** Start Given text **

A flatter demand profile eases the strain on power plants, reduces the need to invest in seasonal peaking capacity, and helps accommodate low marginal cost generators. Creating incentives around common demand patterns is a more durable approach to tackling daily and seasonal swings in demand that stress the electricity supply.
What Type of Market is Best?
Differing Market Mechanisms
Electricity markets are political battlegrounds. There is a constant tension between efficient markets and goals like helping favored entities, using specific generation sources, or maintaining excess capacity. Capacity markets where qualifying generators get paid for existing are one tool. PJM has the most famous capacity market. It doles out several billion dollars each year. The idea is to make sure there is capacity available for peak events. Many of these plants receiving payments didn't run during winter storm Elliot, and PJM is fining them for poor performance.
The most famous alternative is ERCOT's energy-only market. Electricity prices alone provide the incentive for producers to increase supply. ERCOT also has tools to maintain supply and reserves like a stealth capacity market, but the margin is typically lower than PJM. The energy-only model is less prone to manipulation but took a reputation hit after winter storm Uri.
The beauty of energy-only is that generators automatically get paid when the grid needs them the most, and they miss out on the most profitable hours if they can't run. A peaker plant in Texas might make all of its yearly profit in a few hours. Electricity traders offer hedging that can spread these earnings over time. The signal is much more direct than capacity payments or fines and is technology-neutral.
The Case for Energy Only Markets
An alternative view of ERCOT's reliability woes during Uri could be that the grid was uniquely vulnerable to extreme winter weather as it shifted away from coal to gas/wind but before significant amounts of batteries came online. Texas's lack of connections to the wider US grid also hampered its ability to import electricity. Other market structures with high natural gas market share without many batteries are also vulnerable to load shedding, as seen with Elliot. Energy-only markets deserve more consideration, especially with rapid supply additions and load growth.
Some benefits of energy-only markets are:
Faster Adoption of New Technology
Monopoly utilities have little incentive to adopt new technology. Almost any wholesale market will create better opportunities for new technologies. Energy-only markets are often the most accommodating because they lack the complicated rules and subsidies seen in capacity markets that may not fit well with new generation.

** End Given text **
** Start Records provided **

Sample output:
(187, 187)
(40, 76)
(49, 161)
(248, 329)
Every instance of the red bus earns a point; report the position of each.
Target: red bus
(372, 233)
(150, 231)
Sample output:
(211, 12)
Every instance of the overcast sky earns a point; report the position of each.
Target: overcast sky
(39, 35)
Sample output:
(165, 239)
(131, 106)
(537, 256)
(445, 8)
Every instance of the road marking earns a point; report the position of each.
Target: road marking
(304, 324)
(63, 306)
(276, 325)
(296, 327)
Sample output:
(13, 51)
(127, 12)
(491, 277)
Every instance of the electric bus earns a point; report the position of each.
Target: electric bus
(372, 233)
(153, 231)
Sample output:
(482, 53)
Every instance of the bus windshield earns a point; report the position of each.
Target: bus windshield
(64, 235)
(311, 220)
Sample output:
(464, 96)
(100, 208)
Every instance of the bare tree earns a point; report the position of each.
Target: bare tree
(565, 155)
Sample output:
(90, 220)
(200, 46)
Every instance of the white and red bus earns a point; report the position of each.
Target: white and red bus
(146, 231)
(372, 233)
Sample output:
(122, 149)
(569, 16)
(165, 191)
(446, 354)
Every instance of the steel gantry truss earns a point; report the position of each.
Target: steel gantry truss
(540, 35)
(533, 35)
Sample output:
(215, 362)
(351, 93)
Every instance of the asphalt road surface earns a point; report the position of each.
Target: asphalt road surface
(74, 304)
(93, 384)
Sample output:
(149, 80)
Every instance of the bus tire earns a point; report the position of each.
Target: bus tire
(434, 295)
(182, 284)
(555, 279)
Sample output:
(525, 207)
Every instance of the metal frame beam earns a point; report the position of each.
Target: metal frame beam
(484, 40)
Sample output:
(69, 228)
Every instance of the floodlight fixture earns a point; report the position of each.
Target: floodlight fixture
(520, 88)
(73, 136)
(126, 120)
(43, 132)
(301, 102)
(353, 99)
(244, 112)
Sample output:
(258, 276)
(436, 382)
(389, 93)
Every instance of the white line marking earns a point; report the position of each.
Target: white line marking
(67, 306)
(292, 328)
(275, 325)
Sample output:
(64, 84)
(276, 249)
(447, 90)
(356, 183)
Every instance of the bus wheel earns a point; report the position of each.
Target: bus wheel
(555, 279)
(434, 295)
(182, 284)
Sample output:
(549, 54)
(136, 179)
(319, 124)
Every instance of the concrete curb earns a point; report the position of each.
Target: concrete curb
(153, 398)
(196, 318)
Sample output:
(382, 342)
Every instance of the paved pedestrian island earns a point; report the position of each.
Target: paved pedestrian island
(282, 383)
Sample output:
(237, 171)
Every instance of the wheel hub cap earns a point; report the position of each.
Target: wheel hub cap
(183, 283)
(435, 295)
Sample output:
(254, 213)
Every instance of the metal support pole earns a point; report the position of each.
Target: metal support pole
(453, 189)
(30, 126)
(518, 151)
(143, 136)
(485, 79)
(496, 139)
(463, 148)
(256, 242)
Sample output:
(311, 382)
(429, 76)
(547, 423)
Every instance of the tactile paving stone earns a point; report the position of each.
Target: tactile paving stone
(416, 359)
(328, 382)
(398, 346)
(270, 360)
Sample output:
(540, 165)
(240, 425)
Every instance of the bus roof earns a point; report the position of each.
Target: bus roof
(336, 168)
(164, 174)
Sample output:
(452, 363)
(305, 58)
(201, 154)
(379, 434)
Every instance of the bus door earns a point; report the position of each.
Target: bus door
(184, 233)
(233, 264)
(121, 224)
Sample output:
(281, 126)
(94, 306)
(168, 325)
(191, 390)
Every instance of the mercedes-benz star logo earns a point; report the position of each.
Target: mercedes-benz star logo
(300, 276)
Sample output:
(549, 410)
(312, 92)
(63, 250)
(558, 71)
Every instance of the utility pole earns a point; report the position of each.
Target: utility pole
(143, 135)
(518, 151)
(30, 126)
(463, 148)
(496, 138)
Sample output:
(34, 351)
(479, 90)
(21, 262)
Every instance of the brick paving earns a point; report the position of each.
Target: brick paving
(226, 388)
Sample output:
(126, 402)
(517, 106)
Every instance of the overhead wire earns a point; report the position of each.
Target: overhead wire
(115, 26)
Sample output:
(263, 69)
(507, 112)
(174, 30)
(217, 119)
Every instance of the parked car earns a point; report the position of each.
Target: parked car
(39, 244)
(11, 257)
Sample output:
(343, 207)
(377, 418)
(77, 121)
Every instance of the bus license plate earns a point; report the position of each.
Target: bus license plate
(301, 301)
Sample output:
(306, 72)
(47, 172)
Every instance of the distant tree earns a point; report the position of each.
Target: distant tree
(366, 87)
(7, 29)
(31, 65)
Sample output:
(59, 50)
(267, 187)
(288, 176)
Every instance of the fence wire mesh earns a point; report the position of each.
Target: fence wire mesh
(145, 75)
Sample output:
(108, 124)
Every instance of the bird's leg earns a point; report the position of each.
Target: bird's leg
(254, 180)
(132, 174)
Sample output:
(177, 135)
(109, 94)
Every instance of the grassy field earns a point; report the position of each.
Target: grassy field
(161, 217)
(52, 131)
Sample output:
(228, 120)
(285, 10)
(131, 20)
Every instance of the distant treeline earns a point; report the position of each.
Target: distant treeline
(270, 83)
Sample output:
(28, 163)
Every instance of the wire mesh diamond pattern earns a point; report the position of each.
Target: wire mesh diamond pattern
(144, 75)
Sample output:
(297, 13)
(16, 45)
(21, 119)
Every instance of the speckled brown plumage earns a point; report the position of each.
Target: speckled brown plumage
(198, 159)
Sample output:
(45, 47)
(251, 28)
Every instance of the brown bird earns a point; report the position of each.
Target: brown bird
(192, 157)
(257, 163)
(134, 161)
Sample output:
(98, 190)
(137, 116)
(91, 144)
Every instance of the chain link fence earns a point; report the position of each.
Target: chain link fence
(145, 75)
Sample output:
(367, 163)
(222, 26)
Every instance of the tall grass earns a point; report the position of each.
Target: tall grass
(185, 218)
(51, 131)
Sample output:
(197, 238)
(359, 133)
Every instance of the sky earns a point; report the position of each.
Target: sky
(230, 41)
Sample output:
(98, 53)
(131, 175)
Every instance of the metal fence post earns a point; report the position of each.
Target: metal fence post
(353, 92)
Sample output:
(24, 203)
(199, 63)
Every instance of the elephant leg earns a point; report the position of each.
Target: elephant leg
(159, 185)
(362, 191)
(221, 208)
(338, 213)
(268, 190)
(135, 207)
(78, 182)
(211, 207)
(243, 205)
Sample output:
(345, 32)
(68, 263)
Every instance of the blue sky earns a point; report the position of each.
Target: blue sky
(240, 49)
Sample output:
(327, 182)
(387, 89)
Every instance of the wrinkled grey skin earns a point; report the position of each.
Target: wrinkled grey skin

** End Records provided **

**Given task:**
Continue the text on electricity market design from the point where it stops, keeping its tone and structure.

**Task answer:**
The incredibly successful "Beyond Coal" campaign was only possible because independent power producers building alternative power plants provided the data to show state regulators that utility models were biased towards new coal power plants.
Faster Deployment of New Resources
ERCOT uses "connect and manage" to add new capacity. Power plant developers apply for a location and pay for their local connection to the grid. ERCOT reserves the right to curtail production if there is grid congestion. The developer assumes the risk of curtailment, but the interconnection process is faster than any other grid operator.
Most grid operators use a more involved interconnection process. They study how a new power plant will impact the entire system with the goal of very little curtailment. Developers can be on the hook for transmission upgrades far from their proposed facility to alleviate any chance of congestion. Capacity markets aren't effective without these studies because grid congestion could prevent participants from selling power. Connecting new power plants is slower and more expensive.
Better Allocation of New Resources
Electricity prices can vary significantly across space and time. These dislocations exist because of transmission constraints, overgeneration from low marginal cost sources, or lack of local capacity. The prices tell developers exactly where to place new power plants or hunt for demand response resources. Any side market that blunts node pricing weakens discovery.
Prices vary; Source: EIA
Smoother Management of Power Plant Turnover
Vertically integrated utilities often struggle with minimizing costs to customers when handling power plant turnover. Hawaii closed its only coal power plant before replacement solar and storage projects were ready to replace it. Ratepayers suffered because the utility burned more oil to compensate, and prices spiked because of the Russian-Ukrainian war. Many other utilities have held onto coal power plants instead of switching to cheaper gas, solar, or wind.
Markets with capacity markets and other gadgets tend to favor the status quo by maintaining old capacity.
Energy-only markets have the fewest barriers to change, but grid operators like ERCOT reserve the right to declare some power plants as critical and delay their retirement.
Better Handling of Extreme Events
Many gas power plants in PJM sat idle during winter storm Elliot. They chose not to run because their fuel cost exceeded the price cap PJM imposes on markets. A functioning market would pay producers enough to buy fuel. And penalties should be immediate (lost revenue) instead of fines that politically connected electricity producers can lobby to cancel.
Price flexibility is especially critical during cold snaps when the natural gas supply is tight, and spot gas prices can spike dramatically.
Easy Entry for Non-Traditional Entrants
Demand response and batteries are technologies where clunky rules can inhibit deployment. Energy-only markets are much more technology-neutral.
Improving and Trusting Markets
Markets handle complexity far better than single organizations, but our electricity markets need more work.
Market Flaws Can Hurt Reliability
Market glitches have damaged supply during critical events over the past few years.
California provides one of the most famous cases where poorly written market rules led to a crisis in 2000-2001.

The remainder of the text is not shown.